State the number of lines in the entries below where the string "dresser" occurs, and omit everything else.
• • • • • • •
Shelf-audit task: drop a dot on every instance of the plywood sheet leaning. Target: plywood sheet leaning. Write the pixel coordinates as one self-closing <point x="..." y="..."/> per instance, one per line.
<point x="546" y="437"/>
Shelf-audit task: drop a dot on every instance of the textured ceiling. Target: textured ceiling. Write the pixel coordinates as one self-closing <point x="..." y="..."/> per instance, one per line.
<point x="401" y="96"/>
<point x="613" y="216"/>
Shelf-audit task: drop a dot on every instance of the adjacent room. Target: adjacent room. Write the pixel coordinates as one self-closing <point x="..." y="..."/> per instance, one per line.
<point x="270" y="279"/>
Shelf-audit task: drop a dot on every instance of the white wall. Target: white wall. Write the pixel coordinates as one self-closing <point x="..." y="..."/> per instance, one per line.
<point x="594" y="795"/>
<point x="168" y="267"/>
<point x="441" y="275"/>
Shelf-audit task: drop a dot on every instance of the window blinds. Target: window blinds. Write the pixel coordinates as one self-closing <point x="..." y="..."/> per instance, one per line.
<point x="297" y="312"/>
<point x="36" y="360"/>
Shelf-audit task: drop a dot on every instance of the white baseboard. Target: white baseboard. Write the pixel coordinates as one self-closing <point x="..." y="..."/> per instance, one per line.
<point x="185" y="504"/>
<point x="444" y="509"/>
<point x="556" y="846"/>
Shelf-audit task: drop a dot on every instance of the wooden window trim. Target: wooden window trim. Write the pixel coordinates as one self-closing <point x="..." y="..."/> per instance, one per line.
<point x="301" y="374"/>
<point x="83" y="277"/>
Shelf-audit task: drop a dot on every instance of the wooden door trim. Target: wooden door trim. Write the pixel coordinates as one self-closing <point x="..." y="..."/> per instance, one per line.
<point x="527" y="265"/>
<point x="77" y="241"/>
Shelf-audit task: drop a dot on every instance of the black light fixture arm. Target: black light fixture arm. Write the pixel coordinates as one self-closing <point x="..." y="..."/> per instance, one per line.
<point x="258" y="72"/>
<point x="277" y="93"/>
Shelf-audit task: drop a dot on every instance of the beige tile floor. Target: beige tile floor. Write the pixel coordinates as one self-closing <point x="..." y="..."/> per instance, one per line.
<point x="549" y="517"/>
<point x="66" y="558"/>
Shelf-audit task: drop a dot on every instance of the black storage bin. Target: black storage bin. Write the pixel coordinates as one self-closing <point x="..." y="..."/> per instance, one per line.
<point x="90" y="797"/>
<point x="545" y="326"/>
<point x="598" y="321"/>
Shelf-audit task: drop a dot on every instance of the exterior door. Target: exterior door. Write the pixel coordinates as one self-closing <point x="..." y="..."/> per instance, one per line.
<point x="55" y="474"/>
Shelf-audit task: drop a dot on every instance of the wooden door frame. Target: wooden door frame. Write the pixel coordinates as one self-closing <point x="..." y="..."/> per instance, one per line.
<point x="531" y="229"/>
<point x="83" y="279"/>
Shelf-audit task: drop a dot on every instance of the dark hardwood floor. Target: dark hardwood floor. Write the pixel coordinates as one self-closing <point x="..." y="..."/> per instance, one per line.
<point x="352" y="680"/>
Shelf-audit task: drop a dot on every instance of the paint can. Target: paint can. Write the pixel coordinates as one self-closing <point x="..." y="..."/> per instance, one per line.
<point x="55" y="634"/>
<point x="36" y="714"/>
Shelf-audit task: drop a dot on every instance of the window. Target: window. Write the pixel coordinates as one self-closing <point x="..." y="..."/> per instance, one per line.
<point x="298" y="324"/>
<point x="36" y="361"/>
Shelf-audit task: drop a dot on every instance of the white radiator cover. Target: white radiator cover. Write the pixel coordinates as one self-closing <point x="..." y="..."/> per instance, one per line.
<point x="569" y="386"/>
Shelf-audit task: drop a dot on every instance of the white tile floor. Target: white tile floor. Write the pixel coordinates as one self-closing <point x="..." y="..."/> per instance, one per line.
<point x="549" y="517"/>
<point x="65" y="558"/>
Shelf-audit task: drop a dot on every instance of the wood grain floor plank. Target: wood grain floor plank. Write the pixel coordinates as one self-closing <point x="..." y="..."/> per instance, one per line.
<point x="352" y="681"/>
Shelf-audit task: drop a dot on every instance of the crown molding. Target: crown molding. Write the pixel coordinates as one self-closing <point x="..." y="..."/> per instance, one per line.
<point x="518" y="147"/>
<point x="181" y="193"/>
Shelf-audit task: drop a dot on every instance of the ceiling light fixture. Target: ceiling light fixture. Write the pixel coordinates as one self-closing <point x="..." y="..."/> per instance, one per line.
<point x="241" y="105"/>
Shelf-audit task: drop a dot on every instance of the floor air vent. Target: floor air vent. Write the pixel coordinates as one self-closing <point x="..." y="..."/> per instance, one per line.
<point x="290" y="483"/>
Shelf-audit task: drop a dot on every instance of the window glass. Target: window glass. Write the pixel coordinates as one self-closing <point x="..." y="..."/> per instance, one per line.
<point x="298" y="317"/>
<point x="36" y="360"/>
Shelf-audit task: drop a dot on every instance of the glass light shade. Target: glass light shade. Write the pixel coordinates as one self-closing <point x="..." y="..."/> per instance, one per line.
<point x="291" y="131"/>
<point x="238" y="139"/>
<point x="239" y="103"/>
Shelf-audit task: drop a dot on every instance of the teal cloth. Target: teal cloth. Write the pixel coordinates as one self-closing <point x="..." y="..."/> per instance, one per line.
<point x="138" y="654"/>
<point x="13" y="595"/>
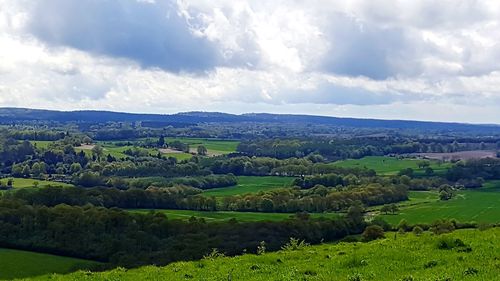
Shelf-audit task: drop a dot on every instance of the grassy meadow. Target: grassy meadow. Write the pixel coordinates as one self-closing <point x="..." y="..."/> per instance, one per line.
<point x="481" y="205"/>
<point x="385" y="165"/>
<point x="23" y="264"/>
<point x="397" y="257"/>
<point x="250" y="184"/>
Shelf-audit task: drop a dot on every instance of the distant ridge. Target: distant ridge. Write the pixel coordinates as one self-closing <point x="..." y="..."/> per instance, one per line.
<point x="12" y="115"/>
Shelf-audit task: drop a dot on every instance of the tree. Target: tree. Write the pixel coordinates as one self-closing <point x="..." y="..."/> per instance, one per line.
<point x="373" y="232"/>
<point x="161" y="141"/>
<point x="97" y="151"/>
<point x="87" y="140"/>
<point x="202" y="150"/>
<point x="75" y="168"/>
<point x="17" y="170"/>
<point x="406" y="172"/>
<point x="393" y="208"/>
<point x="417" y="230"/>
<point x="386" y="209"/>
<point x="403" y="225"/>
<point x="429" y="171"/>
<point x="38" y="168"/>
<point x="26" y="171"/>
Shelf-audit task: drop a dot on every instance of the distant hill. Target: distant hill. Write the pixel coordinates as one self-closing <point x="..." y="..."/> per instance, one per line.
<point x="12" y="115"/>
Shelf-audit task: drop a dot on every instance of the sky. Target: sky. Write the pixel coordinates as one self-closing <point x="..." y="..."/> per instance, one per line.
<point x="388" y="59"/>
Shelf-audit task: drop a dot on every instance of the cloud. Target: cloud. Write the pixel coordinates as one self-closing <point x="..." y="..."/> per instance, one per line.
<point x="151" y="33"/>
<point x="385" y="59"/>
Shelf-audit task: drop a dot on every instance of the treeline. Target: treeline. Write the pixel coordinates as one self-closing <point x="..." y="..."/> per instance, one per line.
<point x="262" y="166"/>
<point x="351" y="148"/>
<point x="179" y="197"/>
<point x="316" y="200"/>
<point x="127" y="239"/>
<point x="201" y="182"/>
<point x="487" y="169"/>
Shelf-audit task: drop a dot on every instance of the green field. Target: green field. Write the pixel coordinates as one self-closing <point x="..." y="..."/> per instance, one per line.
<point x="26" y="183"/>
<point x="398" y="257"/>
<point x="226" y="215"/>
<point x="22" y="264"/>
<point x="250" y="184"/>
<point x="384" y="165"/>
<point x="482" y="205"/>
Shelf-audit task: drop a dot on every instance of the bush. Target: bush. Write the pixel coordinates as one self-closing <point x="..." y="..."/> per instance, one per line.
<point x="382" y="223"/>
<point x="442" y="226"/>
<point x="373" y="232"/>
<point x="417" y="230"/>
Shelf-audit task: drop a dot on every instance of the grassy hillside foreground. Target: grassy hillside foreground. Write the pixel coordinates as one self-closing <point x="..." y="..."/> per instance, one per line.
<point x="22" y="264"/>
<point x="475" y="256"/>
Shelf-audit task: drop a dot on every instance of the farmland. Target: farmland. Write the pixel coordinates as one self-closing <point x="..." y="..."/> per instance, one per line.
<point x="391" y="165"/>
<point x="226" y="215"/>
<point x="250" y="184"/>
<point x="214" y="146"/>
<point x="408" y="257"/>
<point x="482" y="205"/>
<point x="27" y="183"/>
<point x="23" y="264"/>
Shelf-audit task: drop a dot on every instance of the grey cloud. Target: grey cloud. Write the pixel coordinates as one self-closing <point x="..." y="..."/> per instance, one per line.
<point x="153" y="34"/>
<point x="327" y="93"/>
<point x="360" y="49"/>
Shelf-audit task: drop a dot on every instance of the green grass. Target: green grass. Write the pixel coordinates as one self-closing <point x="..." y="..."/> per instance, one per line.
<point x="482" y="205"/>
<point x="224" y="216"/>
<point x="23" y="264"/>
<point x="384" y="165"/>
<point x="408" y="257"/>
<point x="27" y="183"/>
<point x="250" y="184"/>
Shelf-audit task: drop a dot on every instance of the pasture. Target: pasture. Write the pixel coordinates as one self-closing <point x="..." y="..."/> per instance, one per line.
<point x="385" y="165"/>
<point x="227" y="215"/>
<point x="481" y="205"/>
<point x="23" y="264"/>
<point x="250" y="184"/>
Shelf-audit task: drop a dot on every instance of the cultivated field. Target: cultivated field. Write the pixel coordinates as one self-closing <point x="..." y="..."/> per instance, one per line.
<point x="23" y="264"/>
<point x="225" y="216"/>
<point x="250" y="184"/>
<point x="482" y="205"/>
<point x="384" y="165"/>
<point x="397" y="257"/>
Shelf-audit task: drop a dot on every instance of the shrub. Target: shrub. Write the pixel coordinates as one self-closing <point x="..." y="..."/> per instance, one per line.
<point x="294" y="244"/>
<point x="373" y="232"/>
<point x="448" y="243"/>
<point x="430" y="264"/>
<point x="417" y="230"/>
<point x="442" y="226"/>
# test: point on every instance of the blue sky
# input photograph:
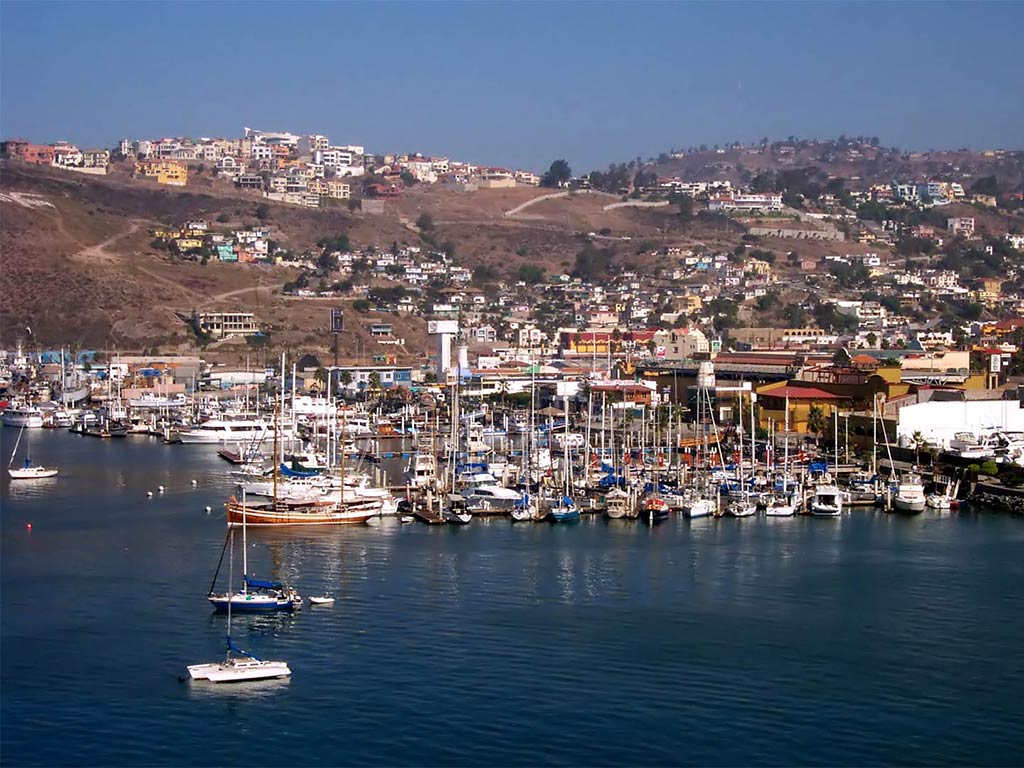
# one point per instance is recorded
(516, 84)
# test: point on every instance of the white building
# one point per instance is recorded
(749, 203)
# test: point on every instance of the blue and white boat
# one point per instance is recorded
(563, 509)
(256, 596)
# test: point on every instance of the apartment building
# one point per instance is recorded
(220, 325)
(745, 203)
(163, 171)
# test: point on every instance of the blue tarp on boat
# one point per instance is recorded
(261, 585)
(289, 472)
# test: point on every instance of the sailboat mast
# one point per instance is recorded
(754, 453)
(16, 443)
(785, 427)
(565, 451)
(230, 585)
(245, 550)
(740, 440)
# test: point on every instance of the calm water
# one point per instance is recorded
(870, 639)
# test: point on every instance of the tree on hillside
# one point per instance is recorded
(558, 174)
(685, 203)
(986, 185)
(530, 273)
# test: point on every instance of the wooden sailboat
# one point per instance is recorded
(256, 595)
(282, 512)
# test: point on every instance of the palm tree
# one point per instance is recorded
(920, 443)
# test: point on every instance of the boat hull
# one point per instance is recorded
(908, 506)
(238, 671)
(251, 604)
(31, 473)
(329, 514)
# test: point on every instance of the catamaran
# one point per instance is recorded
(235, 669)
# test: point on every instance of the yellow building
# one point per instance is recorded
(690, 303)
(773, 399)
(163, 171)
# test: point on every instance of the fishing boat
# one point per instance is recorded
(617, 504)
(741, 507)
(236, 669)
(455, 510)
(781, 505)
(563, 509)
(741, 502)
(826, 500)
(909, 497)
(241, 429)
(524, 510)
(700, 506)
(28, 471)
(23, 416)
(654, 510)
(943, 496)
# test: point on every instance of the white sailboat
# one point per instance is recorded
(28, 471)
(909, 495)
(237, 669)
(743, 505)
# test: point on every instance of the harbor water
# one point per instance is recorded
(868, 639)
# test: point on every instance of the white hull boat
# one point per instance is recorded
(700, 508)
(909, 496)
(31, 473)
(23, 416)
(239, 670)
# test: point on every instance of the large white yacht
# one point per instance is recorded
(229, 429)
(29, 417)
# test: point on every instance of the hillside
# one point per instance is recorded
(861, 164)
(79, 266)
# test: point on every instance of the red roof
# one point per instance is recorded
(806, 393)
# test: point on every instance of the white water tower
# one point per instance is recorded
(444, 331)
(706, 375)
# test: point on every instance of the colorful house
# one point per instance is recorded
(226, 253)
(163, 171)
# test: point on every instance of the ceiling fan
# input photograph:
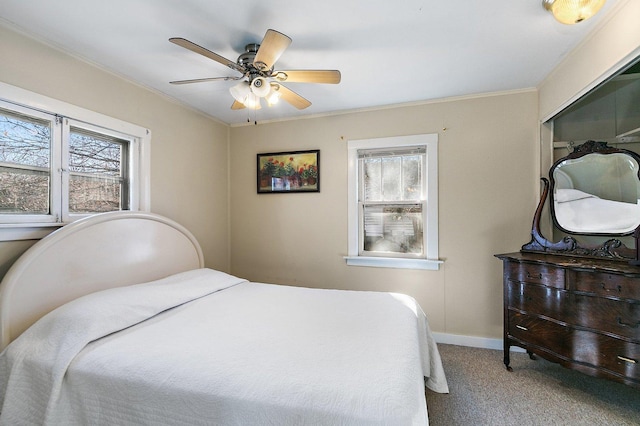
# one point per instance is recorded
(259, 79)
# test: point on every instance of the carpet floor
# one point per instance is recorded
(537, 392)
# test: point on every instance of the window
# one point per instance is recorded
(62, 164)
(393, 210)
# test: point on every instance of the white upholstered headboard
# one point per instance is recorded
(99, 252)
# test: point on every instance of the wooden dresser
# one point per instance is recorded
(583, 313)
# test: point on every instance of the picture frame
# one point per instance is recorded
(289, 171)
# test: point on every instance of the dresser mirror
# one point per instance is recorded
(594, 195)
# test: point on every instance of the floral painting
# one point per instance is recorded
(297, 171)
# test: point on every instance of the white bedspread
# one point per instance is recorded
(238, 353)
(579, 211)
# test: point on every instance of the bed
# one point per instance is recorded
(115, 320)
(578, 211)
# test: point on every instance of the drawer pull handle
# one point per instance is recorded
• • • • • • •
Written answer.
2